__Challenge A__:
Update the records from the line with "One point lands on each instance of the white line" through the end of the records by replacing "instance" with "occurrence" and keeping everything else the same. Give back only those lines.

__Document section__:
+ + +

# 1985 Johnson 25hp



## Prerun (Jan 21, 2018)

So I'm new to the forum but have been browsing for years. After reading all the good info on here I've finally decided to do a little bit of work on a neglected but in great shape outboard my old man bought brand new in 1985. It's a 1985 Johnson 25hp. Today was the first time it came off of the boat in 30 some odd years and surprisingly the thing still fires up within 10 pulls. But the time has come where it's time to do the old 35hp conversion to waken up this old beast. I know you need the carb and intake but I'm not sure what years work for the conversion and if I can use the carb/manifold off of a remote steer model? 
Once again it's a 1985 25hp Johnson tiller steer.
Thanks


----------



## jasper60103 (Jan 22, 2018)

Johny25 did a lot of research on this conversion and documented his results. Definitely a good read. Good luck.
https://www.tinboats.net/forum/viewtopic.php?f=4&t=23898


----------



## Prerun (Jan 23, 2018)

Yes it is very informative but I did not see any info on being able to use the carb and manifold from a remote steer outboard on a tiller control outboard.


----------



## jasper60103 (Jan 23, 2018)

Prerun said:


> Yes it is very informative but I did not see any info on being able to use the carb and manifold from a *remote steer outboard* on a tiller control outboard.



From which model and year?
You'll have to do a little leg work comparing the part numbers.
I like using boatsnet, but other sites may work as well.

Btw, welcome aboard!


----------



## LastCastIPromise (Jan 29, 2018)

+ + +

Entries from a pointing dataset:
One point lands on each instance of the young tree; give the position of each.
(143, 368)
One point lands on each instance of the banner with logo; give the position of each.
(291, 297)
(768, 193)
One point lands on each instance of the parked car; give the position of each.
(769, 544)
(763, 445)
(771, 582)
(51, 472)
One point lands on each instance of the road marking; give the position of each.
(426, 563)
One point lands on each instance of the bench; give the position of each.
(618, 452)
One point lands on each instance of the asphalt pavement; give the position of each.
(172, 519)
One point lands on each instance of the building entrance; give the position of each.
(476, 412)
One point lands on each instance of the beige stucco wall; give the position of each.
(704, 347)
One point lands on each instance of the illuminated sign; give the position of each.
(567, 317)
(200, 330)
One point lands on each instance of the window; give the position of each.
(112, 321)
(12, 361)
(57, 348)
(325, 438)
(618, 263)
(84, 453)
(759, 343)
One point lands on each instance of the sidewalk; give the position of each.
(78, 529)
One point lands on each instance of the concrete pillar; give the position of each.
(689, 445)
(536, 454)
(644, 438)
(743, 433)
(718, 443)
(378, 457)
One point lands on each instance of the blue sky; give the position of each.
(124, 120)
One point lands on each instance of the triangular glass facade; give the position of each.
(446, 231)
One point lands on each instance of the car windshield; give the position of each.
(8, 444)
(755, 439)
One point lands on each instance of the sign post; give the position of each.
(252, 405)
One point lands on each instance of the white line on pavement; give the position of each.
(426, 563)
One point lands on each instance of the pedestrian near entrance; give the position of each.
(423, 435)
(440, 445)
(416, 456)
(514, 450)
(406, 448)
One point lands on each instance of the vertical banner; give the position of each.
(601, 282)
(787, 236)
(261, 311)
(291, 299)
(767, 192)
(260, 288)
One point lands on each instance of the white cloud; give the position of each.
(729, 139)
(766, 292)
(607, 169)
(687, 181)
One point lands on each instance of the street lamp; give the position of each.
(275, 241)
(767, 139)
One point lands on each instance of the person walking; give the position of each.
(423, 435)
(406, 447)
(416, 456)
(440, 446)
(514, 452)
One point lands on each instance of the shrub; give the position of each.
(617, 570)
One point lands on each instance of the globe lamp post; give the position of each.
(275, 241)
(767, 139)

+ + +

__Challenge B__:
Go on with the forum thread about converting the 1985 Johnson 25hp, starting right after its last line.

__Expected answer A__:
One point lands on each occurrence of the white line on pavement; give the position of each.
(426, 563)
One point lands on each occurrence of the pedestrian near entrance; give the position of each.
(423, 435)
(440, 445)
(416, 456)
(514, 450)
(406, 448)
One point lands on each occurrence of the vertical banner; give the position of each.
(601, 282)
(787, 236)
(261, 311)
(291, 299)
(767, 192)
(260, 288)
One point lands on each occurrence of the white cloud; give the position of each.
(729, 139)
(766, 292)
(607, 169)
(687, 181)
One point lands on each occurrence of the street lamp; give the position of each.
(275, 241)
(767, 139)
One point lands on each occurrence of the person walking; give the position of each.
(423, 435)
(406, 447)
(416, 456)
(440, 446)
(514, 452)
One point lands on each occurrence of the shrub; give the position of each.
(617, 570)
One point lands on each occurrence of the globe lamp post; give the position of each.
(275, 241)
(767, 139)

__Expected answer B__:
For comparing and looking up part numbers, I have been using shop2 dot evinrude dot com

There will be a dropdown box in the top left corner.. pick Johnson and your year/model.


----------



## Prerun (Feb 20, 2018)

I'm having a hard time figuring out what year carbs/manifold i can use. No matter where I look in see different part numbers everywhere but nothing that cross references to a specific year..
Thanks in advance


----------



## nccatfisher (Feb 20, 2018)

Prerun said:


> I'm having a hard time figuring out what year carbs/manifold i can use. No matter where I look in see different part numbers everywhere but nothing that cross references to a specific year..
> Thanks in advance


 To answer your question if a remote carb and manifold will work the answer is yes. As to year I can't answer that, that is part of the work that goes into this conversion, the figuring part. I have converted a couple other brands but it has been a while and I couldn't remember now if my life depended on it what years were compatible. 

I have seen the threads here on the conversions on the OMCs and at one time was going to convert a 25 myself but sold it before I got seriously into it.


----------



## Prerun (Feb 20, 2018)

Even if I could find part numbers It would help a lot but I don't know what part numbers correspond to the proper carb and manifold for the upgrade


----------



## water bouy (Feb 21, 2018)

Part numbers are pretty straightforward but if all else fails an omc dealer with a parts dept can be a lot of help if you find someone who knows their stuff.


----------



## Prerun (Feb 21, 2018)

That's the problem though, there not straight forward. within a time span of a few years there are multiple part numbers for 35hp carbs.


----------



## nccatfisher (Feb 21, 2018)

Prerun said:


> That's the problem though, there not straight forward. within a time span of a few years there are multiple part numbers for 35hp carbs.


 Well when all else fails ask some of the salvage places/mechanics. Most times they know, some aren't going to tell you, and some aren't going to take time to tell you. But if you are truly serious that is how you find out.
I just did a search here and came up with 36 pages, here is one thread that may help. If not it is still informative. 

https://www.forum.tinboats.net/viewtopic.php?f=4&t=23898&hilit=25+HP+conversion


----------



## Prerun (Feb 21, 2018)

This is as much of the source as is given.